## TASK ITEM
Make an exact copy of the records below, excluding images.

## AVAILABLE RECORDS
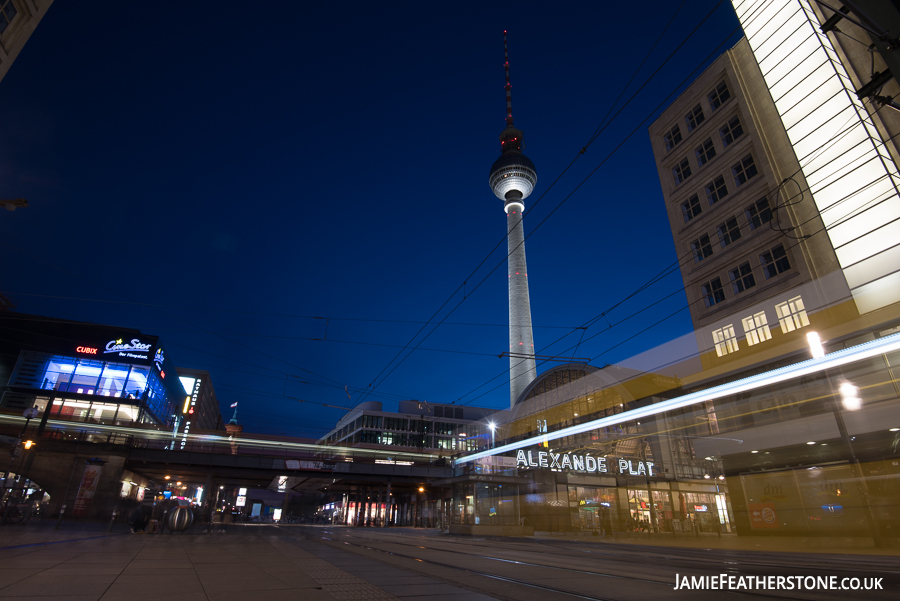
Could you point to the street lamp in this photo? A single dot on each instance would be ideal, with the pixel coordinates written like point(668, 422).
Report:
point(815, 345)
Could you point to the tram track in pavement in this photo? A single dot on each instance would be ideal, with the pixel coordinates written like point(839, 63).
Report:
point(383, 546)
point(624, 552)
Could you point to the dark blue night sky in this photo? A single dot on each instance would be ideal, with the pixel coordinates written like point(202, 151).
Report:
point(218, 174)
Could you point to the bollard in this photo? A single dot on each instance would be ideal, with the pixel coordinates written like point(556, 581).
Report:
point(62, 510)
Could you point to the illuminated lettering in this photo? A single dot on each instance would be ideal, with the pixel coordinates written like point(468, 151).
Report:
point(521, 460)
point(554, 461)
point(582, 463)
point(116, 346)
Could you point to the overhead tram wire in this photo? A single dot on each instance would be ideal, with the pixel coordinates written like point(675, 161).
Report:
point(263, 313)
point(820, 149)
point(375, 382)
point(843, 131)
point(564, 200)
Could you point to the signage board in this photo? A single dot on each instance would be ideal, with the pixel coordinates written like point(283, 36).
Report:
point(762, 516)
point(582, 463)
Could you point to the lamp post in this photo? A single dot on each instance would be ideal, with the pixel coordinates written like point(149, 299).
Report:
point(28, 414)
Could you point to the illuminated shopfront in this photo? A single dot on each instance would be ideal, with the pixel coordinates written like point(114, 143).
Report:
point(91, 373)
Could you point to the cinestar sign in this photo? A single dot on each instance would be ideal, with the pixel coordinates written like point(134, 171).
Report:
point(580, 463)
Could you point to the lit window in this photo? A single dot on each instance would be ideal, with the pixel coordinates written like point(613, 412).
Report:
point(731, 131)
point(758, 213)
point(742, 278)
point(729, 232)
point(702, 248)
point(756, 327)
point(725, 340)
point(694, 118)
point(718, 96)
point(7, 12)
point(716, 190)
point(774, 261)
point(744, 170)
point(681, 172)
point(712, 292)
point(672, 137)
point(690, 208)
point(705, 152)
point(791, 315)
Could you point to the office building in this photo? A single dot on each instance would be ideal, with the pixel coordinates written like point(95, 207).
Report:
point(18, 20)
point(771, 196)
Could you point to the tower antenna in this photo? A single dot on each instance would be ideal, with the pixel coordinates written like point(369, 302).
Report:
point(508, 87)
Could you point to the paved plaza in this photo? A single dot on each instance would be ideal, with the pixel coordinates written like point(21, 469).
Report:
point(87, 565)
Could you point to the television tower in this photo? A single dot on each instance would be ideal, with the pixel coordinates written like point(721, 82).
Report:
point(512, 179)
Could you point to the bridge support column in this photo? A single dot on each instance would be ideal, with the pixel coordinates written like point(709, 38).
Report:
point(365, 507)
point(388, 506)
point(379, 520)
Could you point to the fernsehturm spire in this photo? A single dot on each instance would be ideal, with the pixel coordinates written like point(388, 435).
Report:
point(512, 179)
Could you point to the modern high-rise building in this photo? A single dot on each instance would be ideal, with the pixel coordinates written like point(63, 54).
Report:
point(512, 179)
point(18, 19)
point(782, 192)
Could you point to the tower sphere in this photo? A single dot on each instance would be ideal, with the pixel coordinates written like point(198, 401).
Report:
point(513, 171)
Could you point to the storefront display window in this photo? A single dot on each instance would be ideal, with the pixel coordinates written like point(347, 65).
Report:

## YOUR SOLUTION
Could you point to the street lamp in this photo? A single dot on each instance would be ideal, with the pixel coordinates written like point(668, 422).
Report:
point(815, 345)
Could you point to the tram track in pavement in this photo? A single dot on each instance would be ideal, with the pixel coordinates written like point(839, 63).
Report:
point(383, 546)
point(624, 552)
Could you point to the dark blue night sky in this photo? A single dot on each instance would be ideal, with the pixel coordinates written like point(202, 151).
Report:
point(218, 174)
Could you point to the bollard in this photo? A single dot on each instance would be ideal, with the pixel coordinates written like point(556, 581).
Report:
point(62, 510)
Could you point to the illuminated lettering in this photo? A single dot on each instance would be ideal, with the pixel coordinates written like point(468, 151).
Report:
point(521, 460)
point(554, 461)
point(582, 463)
point(116, 346)
Could you point to the overhead tram wire in this photo? A single dot on each instance would be ideal, with the pixel coordinates written like point(675, 161).
Report:
point(263, 313)
point(820, 149)
point(375, 382)
point(843, 131)
point(564, 200)
Could you point to the signage board in this photo? A single dot on each instance would be ideal, with the pixel coordinates written like point(283, 36).
Report:
point(762, 516)
point(582, 463)
Could you point to the lamp post in this photo? A single dot on each instance would be ideal, with the pixel coordinates written like point(149, 299).
Report:
point(28, 414)
Could you point to the illuminated shopfront in this photo? A single dot on each instance would be ideal, with the pixel coordinates written like point(114, 143).
Report:
point(91, 373)
Could you point to the cinestar sign in this photo? A single dot on each instance would be ideal, with the pixel coordinates written like point(134, 171).
Report:
point(580, 463)
Could you point to the lit window in this photo? A single dot on each instance would be ideal, with the pixel coordinates written like point(613, 412).
Report:
point(731, 131)
point(758, 213)
point(742, 278)
point(729, 232)
point(702, 248)
point(756, 327)
point(725, 340)
point(694, 118)
point(718, 96)
point(7, 12)
point(716, 190)
point(774, 261)
point(744, 170)
point(681, 172)
point(712, 292)
point(672, 137)
point(690, 208)
point(705, 152)
point(791, 315)
Could you point to the office building in this photo? A single dot on each instance would be ideal, with the pixel coordinates written like point(95, 207).
Report:
point(18, 20)
point(771, 196)
Could you point to the tower antenna in this photo? A single dot on each instance would be ideal, with the pixel coordinates written like point(369, 302).
Report:
point(508, 87)
Could you point to the paved plaza in this photo? A single dot on each instance would be ideal, with the pixel coordinates written like point(21, 469).
Report:
point(87, 565)
Could you point to the television tower in this photo? A single dot on each instance would be ideal, with the pixel coordinates written like point(721, 82).
Report:
point(512, 179)
Could you point to the bridge support column in this photo? A single dot on each instance would be ideal, with the pixel coordinates written like point(709, 38).
Report:
point(365, 507)
point(388, 506)
point(379, 520)
Could you point to the fernsehturm spire in this photo? A single dot on each instance would be ideal, with the pixel coordinates written like point(388, 435).
Report:
point(512, 179)
Could you point to the modern high-rise building in this photo? A single dot on each instance would be ideal, with the pixel coordinates written like point(63, 54).
Report:
point(512, 179)
point(18, 19)
point(782, 192)
Could you point to the tower sphere in this photo? A single dot on each instance would be ideal, with the pixel coordinates written like point(198, 401).
Report:
point(513, 171)
Could you point to the storefront display window in this photo? A single dot on each instance would be ideal, with the pixel coordinates written like point(347, 65).
Report:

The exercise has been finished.